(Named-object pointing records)
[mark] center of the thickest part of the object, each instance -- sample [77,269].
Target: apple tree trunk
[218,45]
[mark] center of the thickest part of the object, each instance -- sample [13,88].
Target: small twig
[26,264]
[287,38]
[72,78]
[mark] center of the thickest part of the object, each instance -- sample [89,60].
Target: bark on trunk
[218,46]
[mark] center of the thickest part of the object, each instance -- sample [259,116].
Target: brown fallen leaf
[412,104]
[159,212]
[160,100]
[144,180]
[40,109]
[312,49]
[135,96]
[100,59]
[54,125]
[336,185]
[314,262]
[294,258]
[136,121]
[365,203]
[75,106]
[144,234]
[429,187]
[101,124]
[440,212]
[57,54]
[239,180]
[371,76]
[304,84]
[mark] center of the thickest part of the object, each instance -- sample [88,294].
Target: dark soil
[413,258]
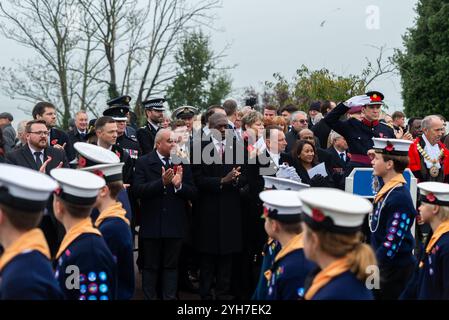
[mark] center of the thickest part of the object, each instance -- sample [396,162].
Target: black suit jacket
[74,136]
[338,167]
[60,137]
[164,211]
[24,158]
[217,222]
[145,137]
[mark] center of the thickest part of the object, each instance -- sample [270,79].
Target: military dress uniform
[340,213]
[431,280]
[358,134]
[112,222]
[390,225]
[83,245]
[147,133]
[286,276]
[25,267]
[118,109]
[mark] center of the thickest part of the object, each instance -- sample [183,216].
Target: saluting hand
[177,179]
[58,146]
[167,176]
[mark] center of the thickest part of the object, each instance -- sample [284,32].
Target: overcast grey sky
[268,36]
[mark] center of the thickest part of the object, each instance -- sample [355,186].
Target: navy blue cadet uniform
[433,281]
[270,250]
[286,276]
[392,240]
[117,234]
[97,268]
[20,282]
[345,286]
[358,135]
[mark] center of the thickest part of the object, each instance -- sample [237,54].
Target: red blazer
[415,159]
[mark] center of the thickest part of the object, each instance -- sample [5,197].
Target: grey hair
[294,114]
[335,135]
[427,121]
[21,126]
[251,117]
[159,135]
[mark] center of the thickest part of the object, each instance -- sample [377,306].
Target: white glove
[288,172]
[357,101]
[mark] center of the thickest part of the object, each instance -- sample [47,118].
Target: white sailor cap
[77,187]
[282,205]
[434,193]
[109,172]
[24,189]
[91,155]
[333,210]
[184,112]
[283,184]
[154,104]
[394,147]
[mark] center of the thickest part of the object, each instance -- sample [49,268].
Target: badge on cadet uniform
[333,210]
[24,189]
[376,98]
[436,193]
[156,104]
[283,184]
[281,205]
[77,187]
[118,108]
[185,112]
[394,147]
[104,163]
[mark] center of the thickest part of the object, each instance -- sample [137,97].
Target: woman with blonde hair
[332,239]
[253,129]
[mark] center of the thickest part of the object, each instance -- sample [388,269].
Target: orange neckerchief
[442,229]
[85,226]
[33,240]
[325,276]
[295,243]
[114,211]
[397,180]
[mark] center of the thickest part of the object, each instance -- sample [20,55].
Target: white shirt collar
[275,156]
[35,150]
[155,126]
[161,157]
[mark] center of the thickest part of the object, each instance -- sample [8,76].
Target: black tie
[37,156]
[167,162]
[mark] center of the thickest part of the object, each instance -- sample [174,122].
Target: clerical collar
[368,123]
[34,150]
[155,126]
[427,141]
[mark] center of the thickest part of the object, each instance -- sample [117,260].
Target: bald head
[433,128]
[164,142]
[307,134]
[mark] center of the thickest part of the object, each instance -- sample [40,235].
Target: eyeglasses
[41,133]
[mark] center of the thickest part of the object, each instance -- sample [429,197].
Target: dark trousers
[218,267]
[160,260]
[393,281]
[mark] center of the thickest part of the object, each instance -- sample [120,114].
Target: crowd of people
[190,193]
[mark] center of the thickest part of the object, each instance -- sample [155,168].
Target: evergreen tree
[424,64]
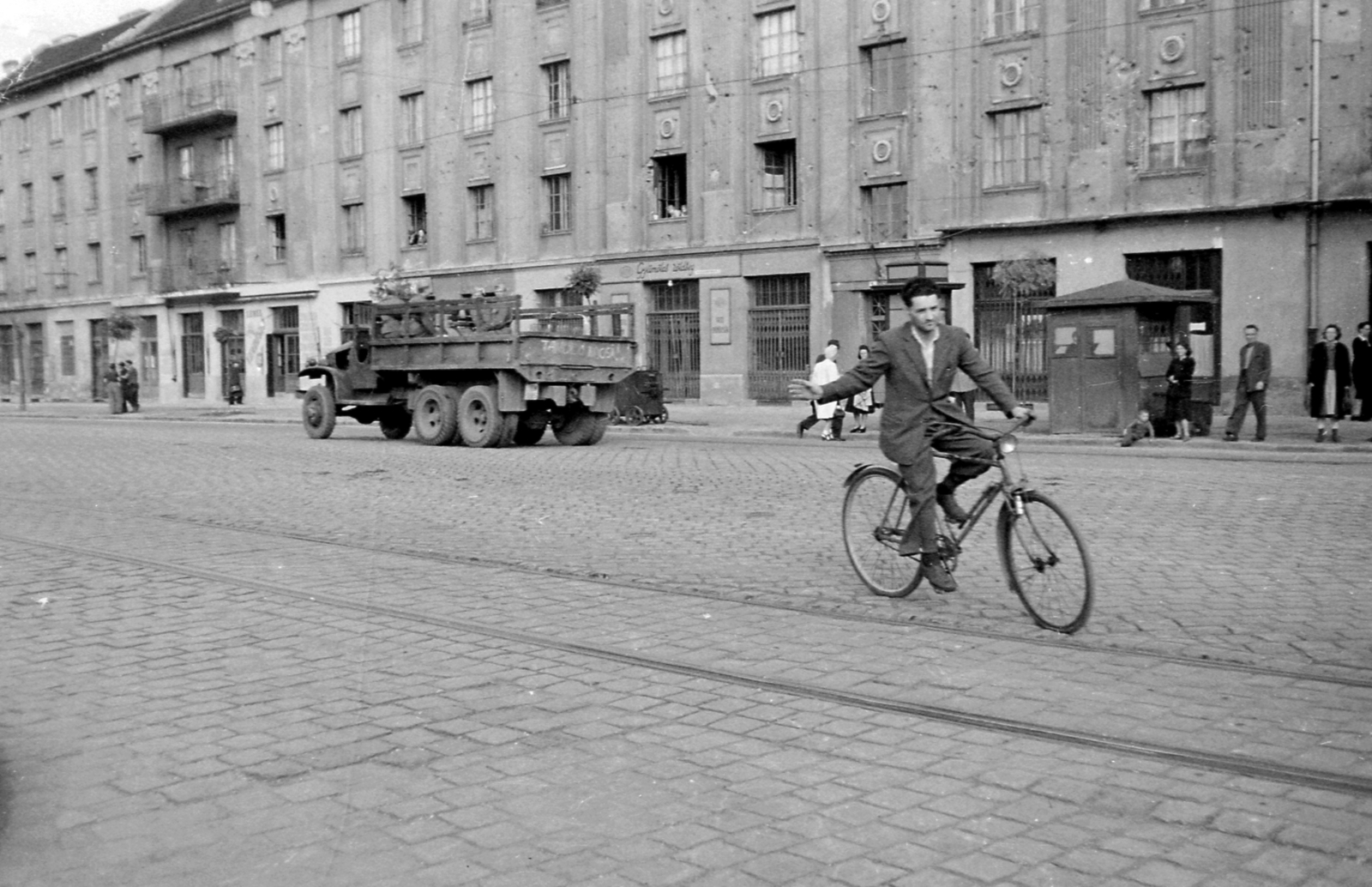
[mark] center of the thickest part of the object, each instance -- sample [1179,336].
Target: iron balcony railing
[192,196]
[196,107]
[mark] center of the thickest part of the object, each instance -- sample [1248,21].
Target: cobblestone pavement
[205,690]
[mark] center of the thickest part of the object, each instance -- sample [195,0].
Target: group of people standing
[121,388]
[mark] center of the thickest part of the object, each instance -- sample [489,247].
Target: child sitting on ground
[1136,430]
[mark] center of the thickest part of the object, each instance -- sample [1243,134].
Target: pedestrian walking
[862,404]
[1327,382]
[823,372]
[235,383]
[1180,371]
[1255,371]
[1363,371]
[918,360]
[129,386]
[113,390]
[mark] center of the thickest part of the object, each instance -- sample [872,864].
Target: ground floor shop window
[779,334]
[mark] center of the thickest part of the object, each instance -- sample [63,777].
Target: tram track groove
[1173,756]
[1079,642]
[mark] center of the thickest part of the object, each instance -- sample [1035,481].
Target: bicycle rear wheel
[1046,564]
[876,512]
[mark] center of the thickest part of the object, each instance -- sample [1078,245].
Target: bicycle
[1042,553]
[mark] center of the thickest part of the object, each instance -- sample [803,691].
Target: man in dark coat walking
[919,361]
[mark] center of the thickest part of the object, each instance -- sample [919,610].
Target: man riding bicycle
[919,361]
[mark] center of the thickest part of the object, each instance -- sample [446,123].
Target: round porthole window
[1172,48]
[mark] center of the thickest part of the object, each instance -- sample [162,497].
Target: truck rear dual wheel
[436,416]
[581,429]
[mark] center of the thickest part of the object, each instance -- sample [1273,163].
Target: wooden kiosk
[1109,350]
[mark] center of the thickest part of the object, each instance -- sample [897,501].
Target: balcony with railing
[184,196]
[196,107]
[196,274]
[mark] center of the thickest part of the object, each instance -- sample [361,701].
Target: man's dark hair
[916,287]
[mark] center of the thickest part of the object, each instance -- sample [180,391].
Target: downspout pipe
[1312,220]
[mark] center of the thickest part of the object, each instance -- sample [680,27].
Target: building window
[59,196]
[228,246]
[350,36]
[274,137]
[1012,17]
[1015,148]
[559,89]
[93,189]
[670,185]
[412,21]
[670,63]
[557,202]
[1177,130]
[884,79]
[89,113]
[416,220]
[779,45]
[276,237]
[139,246]
[354,228]
[412,118]
[887,216]
[68,347]
[482,202]
[57,127]
[350,132]
[274,57]
[480,100]
[779,175]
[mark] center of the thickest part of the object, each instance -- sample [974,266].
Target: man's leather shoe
[951,509]
[932,569]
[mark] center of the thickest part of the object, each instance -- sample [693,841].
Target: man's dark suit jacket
[912,395]
[1260,365]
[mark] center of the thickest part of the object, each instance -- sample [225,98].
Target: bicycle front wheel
[876,512]
[1046,564]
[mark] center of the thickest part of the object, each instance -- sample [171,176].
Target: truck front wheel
[436,416]
[317,409]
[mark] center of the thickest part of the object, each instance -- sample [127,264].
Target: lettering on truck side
[567,347]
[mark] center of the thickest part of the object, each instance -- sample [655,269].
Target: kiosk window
[1102,342]
[1065,342]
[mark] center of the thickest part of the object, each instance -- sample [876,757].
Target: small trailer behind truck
[479,371]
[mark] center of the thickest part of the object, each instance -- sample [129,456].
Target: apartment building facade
[755,176]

● **What to produce**:
Would you quote, exactly and only, the lines from the one containing "-- sample [225,98]." to the end of the entries?

● **Finished exercise**:
[mark] center of the thickest part of the object, each instance -- sample [225,98].
Target: bicycle front wheel
[876,512]
[1046,564]
[mark] center of the thickest part of the object, each instance -- sample [171,176].
Target: truck front wheel
[436,416]
[317,409]
[mark] center of the thickest part of the object, each instance -- sample [127,264].
Target: lettering on truck side
[567,347]
[mark] center of the thickest part of the object, each instance -- sample [655,269].
Target: kiosk window
[1102,342]
[1065,342]
[mark] center of the thickest part of the object, each instance -- sample [876,757].
Target: small trailer behind truck
[479,371]
[mark] center of the thickest part of the object, each instance -- sample [129,456].
Target: apartment building facade
[755,176]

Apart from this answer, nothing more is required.